§ **Exercise task**: Count the lines in the items below that contain the word "eave", and reply with that number only.
* START Material for the task *
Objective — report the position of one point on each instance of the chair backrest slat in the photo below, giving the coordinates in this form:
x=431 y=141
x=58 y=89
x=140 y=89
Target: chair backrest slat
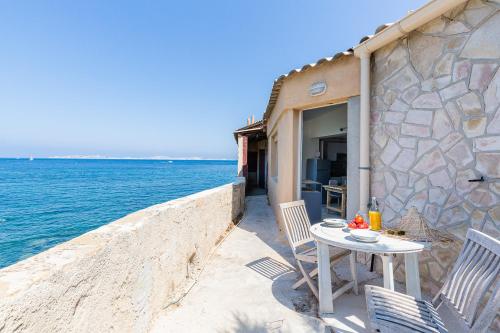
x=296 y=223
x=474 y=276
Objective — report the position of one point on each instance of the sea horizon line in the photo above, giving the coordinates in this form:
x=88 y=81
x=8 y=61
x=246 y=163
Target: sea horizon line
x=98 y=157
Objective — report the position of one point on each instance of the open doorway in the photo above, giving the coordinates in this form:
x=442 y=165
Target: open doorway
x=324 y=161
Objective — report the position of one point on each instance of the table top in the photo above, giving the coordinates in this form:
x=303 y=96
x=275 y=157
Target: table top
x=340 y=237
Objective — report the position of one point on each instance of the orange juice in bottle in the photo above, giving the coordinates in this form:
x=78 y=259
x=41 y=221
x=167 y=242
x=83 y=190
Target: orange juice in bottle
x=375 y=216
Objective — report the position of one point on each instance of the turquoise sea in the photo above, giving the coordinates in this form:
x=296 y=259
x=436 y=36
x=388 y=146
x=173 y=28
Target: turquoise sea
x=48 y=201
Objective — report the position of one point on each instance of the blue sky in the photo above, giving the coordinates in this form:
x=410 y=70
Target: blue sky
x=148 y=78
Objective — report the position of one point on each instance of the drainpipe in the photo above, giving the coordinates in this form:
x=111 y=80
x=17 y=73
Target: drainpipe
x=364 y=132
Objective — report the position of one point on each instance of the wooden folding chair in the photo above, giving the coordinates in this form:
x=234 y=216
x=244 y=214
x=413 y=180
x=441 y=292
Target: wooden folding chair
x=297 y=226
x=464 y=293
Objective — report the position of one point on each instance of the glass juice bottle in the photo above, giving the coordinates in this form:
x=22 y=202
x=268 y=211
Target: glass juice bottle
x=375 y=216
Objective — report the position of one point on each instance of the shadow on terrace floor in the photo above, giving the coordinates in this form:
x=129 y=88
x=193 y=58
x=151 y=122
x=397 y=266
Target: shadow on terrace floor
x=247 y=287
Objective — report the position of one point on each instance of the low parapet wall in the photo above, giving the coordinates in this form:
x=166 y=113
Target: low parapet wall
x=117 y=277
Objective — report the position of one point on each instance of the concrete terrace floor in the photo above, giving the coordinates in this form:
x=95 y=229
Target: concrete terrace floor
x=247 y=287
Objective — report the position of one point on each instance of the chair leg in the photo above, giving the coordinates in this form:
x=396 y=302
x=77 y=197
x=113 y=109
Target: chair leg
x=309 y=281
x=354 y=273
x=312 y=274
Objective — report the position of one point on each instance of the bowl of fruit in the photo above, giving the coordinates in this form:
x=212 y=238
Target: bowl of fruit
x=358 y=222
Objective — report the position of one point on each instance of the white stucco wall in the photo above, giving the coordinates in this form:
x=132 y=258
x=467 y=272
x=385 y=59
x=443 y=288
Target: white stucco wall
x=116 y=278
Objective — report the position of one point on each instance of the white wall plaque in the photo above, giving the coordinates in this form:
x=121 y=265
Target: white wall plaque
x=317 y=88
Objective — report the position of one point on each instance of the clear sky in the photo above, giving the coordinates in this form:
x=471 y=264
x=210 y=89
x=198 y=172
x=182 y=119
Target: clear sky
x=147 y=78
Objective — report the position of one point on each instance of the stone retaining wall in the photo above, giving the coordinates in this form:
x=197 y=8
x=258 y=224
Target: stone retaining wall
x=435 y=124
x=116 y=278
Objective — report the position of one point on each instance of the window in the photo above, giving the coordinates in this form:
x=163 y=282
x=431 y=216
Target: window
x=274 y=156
* END Material for the task *
* START Material for the task *
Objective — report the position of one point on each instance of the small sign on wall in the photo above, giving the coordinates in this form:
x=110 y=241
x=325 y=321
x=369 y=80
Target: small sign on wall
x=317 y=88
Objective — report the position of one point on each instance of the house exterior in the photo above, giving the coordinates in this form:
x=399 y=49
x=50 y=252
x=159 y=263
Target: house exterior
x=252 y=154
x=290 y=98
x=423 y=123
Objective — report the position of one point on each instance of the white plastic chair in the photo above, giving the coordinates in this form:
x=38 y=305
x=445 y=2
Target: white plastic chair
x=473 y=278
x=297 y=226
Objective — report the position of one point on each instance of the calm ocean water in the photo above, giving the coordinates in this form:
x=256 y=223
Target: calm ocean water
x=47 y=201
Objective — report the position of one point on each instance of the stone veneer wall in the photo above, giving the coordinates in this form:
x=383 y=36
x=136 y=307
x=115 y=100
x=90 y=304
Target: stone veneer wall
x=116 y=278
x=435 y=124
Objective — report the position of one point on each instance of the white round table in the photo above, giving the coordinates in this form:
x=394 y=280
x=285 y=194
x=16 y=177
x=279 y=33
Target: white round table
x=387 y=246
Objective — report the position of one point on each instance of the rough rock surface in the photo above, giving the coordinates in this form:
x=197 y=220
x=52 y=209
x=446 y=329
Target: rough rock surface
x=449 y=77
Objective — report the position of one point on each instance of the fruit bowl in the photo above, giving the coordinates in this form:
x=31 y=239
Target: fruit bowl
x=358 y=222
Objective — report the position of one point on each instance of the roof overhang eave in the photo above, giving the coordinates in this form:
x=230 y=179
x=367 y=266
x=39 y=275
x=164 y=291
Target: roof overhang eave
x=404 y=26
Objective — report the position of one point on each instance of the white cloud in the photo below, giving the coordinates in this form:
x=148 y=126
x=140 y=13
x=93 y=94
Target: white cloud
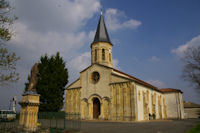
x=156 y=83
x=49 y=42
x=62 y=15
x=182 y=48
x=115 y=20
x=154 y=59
* END Material for the task *
§ **Response to this exercise**: 2